(Extracted data entries)
===

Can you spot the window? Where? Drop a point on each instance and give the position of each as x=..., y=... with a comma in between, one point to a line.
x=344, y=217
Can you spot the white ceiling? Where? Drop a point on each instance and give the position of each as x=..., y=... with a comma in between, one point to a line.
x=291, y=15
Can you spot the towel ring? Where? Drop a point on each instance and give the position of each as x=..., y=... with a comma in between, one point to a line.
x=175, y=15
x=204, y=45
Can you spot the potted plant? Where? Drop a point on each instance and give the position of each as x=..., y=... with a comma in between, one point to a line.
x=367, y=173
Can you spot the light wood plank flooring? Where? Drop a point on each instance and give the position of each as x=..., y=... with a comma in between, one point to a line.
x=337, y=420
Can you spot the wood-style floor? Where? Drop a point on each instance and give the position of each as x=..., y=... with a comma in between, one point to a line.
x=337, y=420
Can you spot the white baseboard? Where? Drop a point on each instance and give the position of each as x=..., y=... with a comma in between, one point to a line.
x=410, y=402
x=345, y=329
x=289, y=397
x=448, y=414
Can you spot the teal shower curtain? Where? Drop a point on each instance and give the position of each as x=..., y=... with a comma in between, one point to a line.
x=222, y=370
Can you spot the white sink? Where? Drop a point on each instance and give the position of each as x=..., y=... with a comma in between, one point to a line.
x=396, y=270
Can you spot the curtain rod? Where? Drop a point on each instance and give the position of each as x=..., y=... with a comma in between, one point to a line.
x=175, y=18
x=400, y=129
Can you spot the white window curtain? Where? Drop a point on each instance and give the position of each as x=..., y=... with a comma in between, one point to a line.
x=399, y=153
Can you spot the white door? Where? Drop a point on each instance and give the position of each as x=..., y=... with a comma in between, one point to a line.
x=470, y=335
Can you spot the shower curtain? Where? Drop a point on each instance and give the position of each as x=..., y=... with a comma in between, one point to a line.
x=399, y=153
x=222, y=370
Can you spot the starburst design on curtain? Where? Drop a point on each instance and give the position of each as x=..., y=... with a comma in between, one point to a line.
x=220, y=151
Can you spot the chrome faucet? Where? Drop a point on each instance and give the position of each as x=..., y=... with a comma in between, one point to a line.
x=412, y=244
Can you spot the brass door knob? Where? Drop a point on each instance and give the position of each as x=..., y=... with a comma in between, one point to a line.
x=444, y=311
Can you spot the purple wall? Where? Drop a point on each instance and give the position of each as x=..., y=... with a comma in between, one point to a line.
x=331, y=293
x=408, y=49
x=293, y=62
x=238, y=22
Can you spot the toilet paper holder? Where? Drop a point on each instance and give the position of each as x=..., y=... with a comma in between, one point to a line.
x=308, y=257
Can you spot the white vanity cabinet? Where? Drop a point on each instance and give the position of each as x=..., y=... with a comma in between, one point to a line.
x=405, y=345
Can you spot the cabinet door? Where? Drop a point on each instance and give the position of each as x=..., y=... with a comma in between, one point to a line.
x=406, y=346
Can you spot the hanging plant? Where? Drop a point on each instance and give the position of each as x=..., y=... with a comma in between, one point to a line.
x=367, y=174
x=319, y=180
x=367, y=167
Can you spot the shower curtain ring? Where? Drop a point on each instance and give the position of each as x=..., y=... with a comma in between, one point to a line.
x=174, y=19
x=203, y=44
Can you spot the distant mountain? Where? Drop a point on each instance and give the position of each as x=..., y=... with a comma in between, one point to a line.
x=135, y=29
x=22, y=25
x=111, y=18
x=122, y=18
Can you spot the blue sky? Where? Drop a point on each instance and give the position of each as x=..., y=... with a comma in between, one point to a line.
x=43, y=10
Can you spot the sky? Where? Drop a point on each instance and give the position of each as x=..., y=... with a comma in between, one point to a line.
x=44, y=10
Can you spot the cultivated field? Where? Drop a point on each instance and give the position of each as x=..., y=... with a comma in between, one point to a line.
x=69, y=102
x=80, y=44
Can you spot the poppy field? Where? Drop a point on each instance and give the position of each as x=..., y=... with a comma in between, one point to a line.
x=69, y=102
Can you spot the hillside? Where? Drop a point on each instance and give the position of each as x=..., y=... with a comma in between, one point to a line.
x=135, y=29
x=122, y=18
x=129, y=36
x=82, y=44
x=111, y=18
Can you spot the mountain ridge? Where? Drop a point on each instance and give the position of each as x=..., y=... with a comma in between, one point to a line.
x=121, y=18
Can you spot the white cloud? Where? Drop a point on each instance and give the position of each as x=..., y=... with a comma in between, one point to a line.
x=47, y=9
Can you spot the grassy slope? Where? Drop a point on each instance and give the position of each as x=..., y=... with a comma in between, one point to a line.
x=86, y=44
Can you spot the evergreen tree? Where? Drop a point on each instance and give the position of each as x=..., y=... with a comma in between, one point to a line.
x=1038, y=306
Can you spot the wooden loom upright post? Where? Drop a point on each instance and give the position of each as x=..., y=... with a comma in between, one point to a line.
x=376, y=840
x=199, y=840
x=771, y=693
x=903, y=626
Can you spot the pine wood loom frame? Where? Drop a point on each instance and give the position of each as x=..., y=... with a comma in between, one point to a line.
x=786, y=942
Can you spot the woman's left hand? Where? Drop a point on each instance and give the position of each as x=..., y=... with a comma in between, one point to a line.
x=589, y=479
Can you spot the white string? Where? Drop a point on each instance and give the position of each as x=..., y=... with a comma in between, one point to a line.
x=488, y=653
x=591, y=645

===

STATED TASK: Rewrite all of the entries above, swapping each occurrence of "Drop a point" for "Place a marker" and keeping every other word as it is.

WRITTEN RESPONSE:
Can you spot the window? Where? Place a marker on each instance and give the position of each as x=..., y=... with a comma in between, one point to a line.
x=344, y=217
Can you spot the white ceiling? Where? Place a marker on each instance and give the position of each as x=..., y=... with a comma in between, one point to a line.
x=291, y=15
Can you spot the towel ring? Where? Place a marker on each instance and give the position of each as x=..., y=... with a comma in between, one point to a line.
x=175, y=15
x=204, y=45
Can you spot the potted plant? Where? Place a marker on each instance and give the position of each as x=..., y=... with a comma in between, one point to a line.
x=367, y=173
Can you spot the light wood plank flooring? Where? Place a marker on each instance and give the position of each as x=..., y=... with a comma in between, one point to a line.
x=337, y=420
Can you spot the wood-style floor? Where? Place a marker on each instance and give the position of each as x=..., y=... with a comma in between, one point to a line.
x=337, y=420
Can you spot the white baseboard? Where? Place a marker on each instance and give the position of each as x=..., y=... with a comma in between, one point to a line.
x=410, y=402
x=345, y=329
x=289, y=397
x=448, y=414
Can you spot the teal shower curtain? Where? Place a marker on each instance and give the position of each as x=..., y=... with a comma in between, one point to a line.
x=222, y=370
Can you spot the white sink? Where? Place a marker on each instance and give the position of each as x=..., y=... with a comma in between, one point to a line.
x=396, y=270
Can you spot the curtain rod? Where? Place a marker on each instance and give the position of each as x=..., y=... with a comma in between, one point to a line.
x=175, y=18
x=400, y=129
Can you spot the white window curtain? Where? Place a marker on each instance and give the position of each as x=..., y=... with a comma in between, one point to a line.
x=399, y=153
Can you spot the white door? Where? Place a marker on each instance and give the position of each as x=..., y=... with a comma in between, one point to a line.
x=470, y=335
Can you spot the shower curtain? Where? Place a marker on each instance and give the position of each as x=..., y=... with a comma in between, one point to a line.
x=399, y=153
x=222, y=370
Can you spot the starburst design on curtain? Where? Place a marker on each instance and give the position of each as x=..., y=... with a comma in between, one point to a line.
x=220, y=151
Can you spot the chrome faucet? Where? Place a marker on each instance and give the position of each as x=..., y=... with a comma in between, one point to a line.
x=412, y=244
Can you spot the brass door knob? Where? Place a marker on each instance and give the position of each as x=..., y=... with a comma in between, one point to a line.
x=444, y=311
Can you spot the purple wall? Where? Place a marker on each instance and give the position of each as x=..., y=... with a comma in between, one point to a line.
x=331, y=293
x=408, y=49
x=293, y=62
x=238, y=22
Can you spot the toilet paper holder? Where? Place a marker on each instance and give the position of each as x=..., y=... with a comma in between, one point to a line.
x=308, y=257
Can you spot the white vanity cabinet? Where? Place a marker on each instance and give the position of each as x=..., y=... with a comma in between, one point to a line.
x=405, y=345
Can you spot the cabinet door? Where? Place a marker on each instance and give the position of each as x=..., y=... with a comma in between, one point to a line.
x=406, y=346
Can you spot the hanging plant? Where? Place a marker on each instance and give the position of each as x=..., y=... with a comma in between, one point to a line.
x=367, y=174
x=319, y=180
x=367, y=167
Can you spot the shower curtain ring? Where? Place a marker on each instance and give the position of each as x=..., y=... with a comma in between, one point to a line.
x=174, y=19
x=203, y=44
Can you spot the distant mountain? Where? Place a marker on each instance and give the position of each as x=..., y=... with a comma in between, one point to a line.
x=135, y=29
x=22, y=25
x=111, y=18
x=122, y=18
Can you spot the blue sky? Where? Place a marker on each instance and give the position of each as x=..., y=... with a comma in between, one point to a line.
x=43, y=10
Can you spot the sky? Where? Place a marker on each instance and give the position of each as x=..., y=... with a comma in between, one point to a line.
x=44, y=10
Can you spot the cultivated field? Where? Place a marker on each instance and give the position of each as x=..., y=... with a comma in between, one point to a line.
x=69, y=102
x=80, y=44
Can you spot the poppy field? Where? Place a marker on each instance and give the position of each as x=..., y=... with a comma in between, one point to a line.
x=69, y=102
Can you spot the hillside? Where? Place a marker on each instance and give the position of each as x=..., y=... with a comma in between, one point to a line.
x=135, y=29
x=122, y=18
x=129, y=36
x=82, y=44
x=111, y=18
Can you spot the mountain ridge? Where? Place a marker on each instance and give the position of each as x=..., y=... with a comma in between, one point to a line.
x=121, y=18
Can you spot the white cloud? Where? Place a marker on each instance and give the position of each as x=..., y=... with a comma in between, one point to a line.
x=47, y=9
Can you spot the grassy slope? Where? Place a marker on each instance and give the position of each as x=..., y=... with a comma in between, one point to a line.
x=86, y=44
Can you spot the evergreen tree? Where? Place a marker on each instance and give the position of each as x=..., y=... with a comma in between, one point to a line.
x=1038, y=306
Can you spot the wooden loom upright post? Where? Place a marker on each instance and give the position of each as x=..., y=... with a comma in between, one point to a line.
x=376, y=840
x=199, y=840
x=771, y=693
x=903, y=626
Can you spot the pine wood loom frame? Where? Place a marker on each instance and give the position of each as x=..., y=... with a comma in between, one point to a line.
x=786, y=942
Can you spot the woman's left hand? Where? Place a marker on each instance and give the position of each as x=..., y=... with a comma in between, one point to a line.
x=589, y=479
Can you spot the white string? Where? Place a marker on each instance and give the position of each as x=..., y=... with a comma in between, one point to a line.
x=488, y=653
x=591, y=645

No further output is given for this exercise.